* STATED PROBLEM:
Count the lines in the records below that contain the word "blue". Reply with the number alone.
-- BEGIN --
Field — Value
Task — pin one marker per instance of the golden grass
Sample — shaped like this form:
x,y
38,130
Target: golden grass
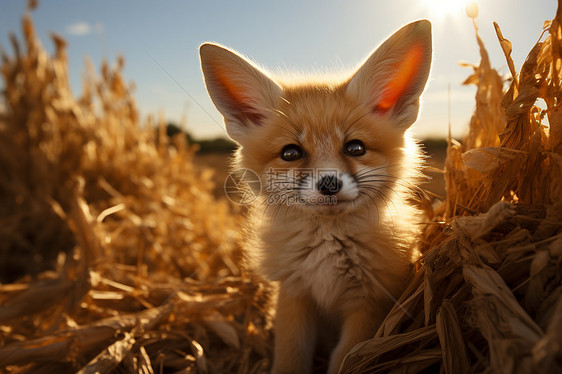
x,y
116,257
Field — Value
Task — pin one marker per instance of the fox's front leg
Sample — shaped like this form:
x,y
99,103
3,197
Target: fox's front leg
x,y
295,334
359,324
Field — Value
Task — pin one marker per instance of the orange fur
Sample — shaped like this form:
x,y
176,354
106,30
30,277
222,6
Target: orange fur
x,y
340,254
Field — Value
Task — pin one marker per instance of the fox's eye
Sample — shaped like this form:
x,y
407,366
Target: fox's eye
x,y
354,148
291,152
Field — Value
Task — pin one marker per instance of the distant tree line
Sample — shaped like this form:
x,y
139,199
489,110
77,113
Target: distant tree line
x,y
214,145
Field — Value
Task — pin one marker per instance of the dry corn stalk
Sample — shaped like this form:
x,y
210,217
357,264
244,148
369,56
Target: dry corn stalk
x,y
119,221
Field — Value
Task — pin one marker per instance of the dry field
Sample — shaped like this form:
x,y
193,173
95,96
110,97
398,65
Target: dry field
x,y
119,255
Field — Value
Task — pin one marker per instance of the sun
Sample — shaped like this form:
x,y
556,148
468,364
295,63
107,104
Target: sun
x,y
445,8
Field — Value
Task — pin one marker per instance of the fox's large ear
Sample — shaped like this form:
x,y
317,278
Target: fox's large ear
x,y
392,79
242,93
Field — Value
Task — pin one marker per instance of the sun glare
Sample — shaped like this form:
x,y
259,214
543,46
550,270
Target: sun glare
x,y
443,8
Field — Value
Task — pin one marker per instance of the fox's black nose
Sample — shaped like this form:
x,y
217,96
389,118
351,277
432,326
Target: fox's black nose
x,y
329,184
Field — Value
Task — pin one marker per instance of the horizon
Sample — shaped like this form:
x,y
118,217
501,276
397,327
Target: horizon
x,y
162,60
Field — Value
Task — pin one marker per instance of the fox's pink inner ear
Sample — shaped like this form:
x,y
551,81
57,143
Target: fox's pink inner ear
x,y
404,75
241,103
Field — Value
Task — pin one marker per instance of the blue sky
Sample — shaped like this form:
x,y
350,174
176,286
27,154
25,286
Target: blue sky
x,y
160,39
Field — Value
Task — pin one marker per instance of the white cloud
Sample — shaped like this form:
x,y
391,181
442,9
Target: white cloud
x,y
84,28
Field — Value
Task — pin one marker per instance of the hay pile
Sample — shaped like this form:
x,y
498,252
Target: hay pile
x,y
115,257
487,294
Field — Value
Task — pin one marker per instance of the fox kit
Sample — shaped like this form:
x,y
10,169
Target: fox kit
x,y
333,225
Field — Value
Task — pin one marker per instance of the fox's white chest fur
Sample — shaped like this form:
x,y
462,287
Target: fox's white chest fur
x,y
335,230
335,260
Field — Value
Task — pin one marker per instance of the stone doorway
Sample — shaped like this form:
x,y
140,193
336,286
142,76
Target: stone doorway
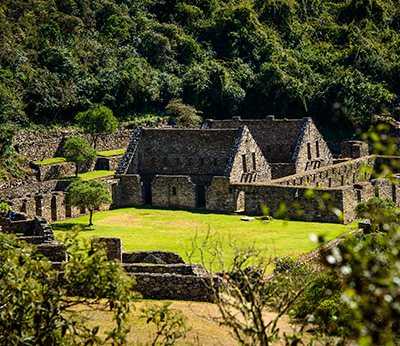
x,y
201,196
148,200
240,200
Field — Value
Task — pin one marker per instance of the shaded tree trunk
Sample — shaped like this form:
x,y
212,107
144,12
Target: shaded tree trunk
x,y
90,217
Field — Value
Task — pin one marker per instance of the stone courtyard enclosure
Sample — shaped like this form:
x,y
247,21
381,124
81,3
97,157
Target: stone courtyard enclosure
x,y
174,230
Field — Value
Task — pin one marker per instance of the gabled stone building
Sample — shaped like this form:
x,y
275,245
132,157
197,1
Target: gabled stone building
x,y
173,167
290,146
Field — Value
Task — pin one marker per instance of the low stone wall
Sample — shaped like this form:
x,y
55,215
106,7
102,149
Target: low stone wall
x,y
113,247
46,199
29,178
27,226
107,163
130,191
173,286
279,170
138,256
341,174
179,269
38,145
174,191
55,252
354,149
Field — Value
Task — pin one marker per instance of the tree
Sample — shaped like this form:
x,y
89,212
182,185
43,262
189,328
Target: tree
x,y
87,194
381,212
78,150
184,115
35,309
97,120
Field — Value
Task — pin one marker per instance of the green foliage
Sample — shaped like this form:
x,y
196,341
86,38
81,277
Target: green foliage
x,y
183,114
371,290
87,195
97,120
35,308
51,161
78,150
4,206
170,324
337,62
380,211
322,300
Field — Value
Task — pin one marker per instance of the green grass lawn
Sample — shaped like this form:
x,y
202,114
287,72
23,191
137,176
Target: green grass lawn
x,y
89,175
112,152
175,230
51,161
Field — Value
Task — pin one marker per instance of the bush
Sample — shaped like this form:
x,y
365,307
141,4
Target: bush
x,y
322,300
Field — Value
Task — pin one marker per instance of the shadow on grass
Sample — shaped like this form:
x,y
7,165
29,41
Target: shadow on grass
x,y
65,227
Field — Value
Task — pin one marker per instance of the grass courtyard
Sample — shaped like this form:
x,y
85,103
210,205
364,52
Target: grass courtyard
x,y
147,228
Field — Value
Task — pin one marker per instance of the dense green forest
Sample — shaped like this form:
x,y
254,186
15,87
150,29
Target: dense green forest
x,y
337,61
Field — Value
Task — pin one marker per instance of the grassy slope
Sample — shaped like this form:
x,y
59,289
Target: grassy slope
x,y
174,230
51,161
109,153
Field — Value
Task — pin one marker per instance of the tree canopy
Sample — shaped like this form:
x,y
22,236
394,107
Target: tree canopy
x,y
78,150
336,61
97,120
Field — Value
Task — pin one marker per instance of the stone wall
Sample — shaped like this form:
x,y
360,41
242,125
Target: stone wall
x,y
139,256
113,247
354,149
275,137
27,226
173,191
46,199
55,252
341,174
311,150
198,153
174,286
180,269
220,196
279,170
38,145
246,162
129,191
107,163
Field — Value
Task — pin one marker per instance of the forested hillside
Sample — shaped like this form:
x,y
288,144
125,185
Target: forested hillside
x,y
337,61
-- END --
* EXPECTED ANSWER:
2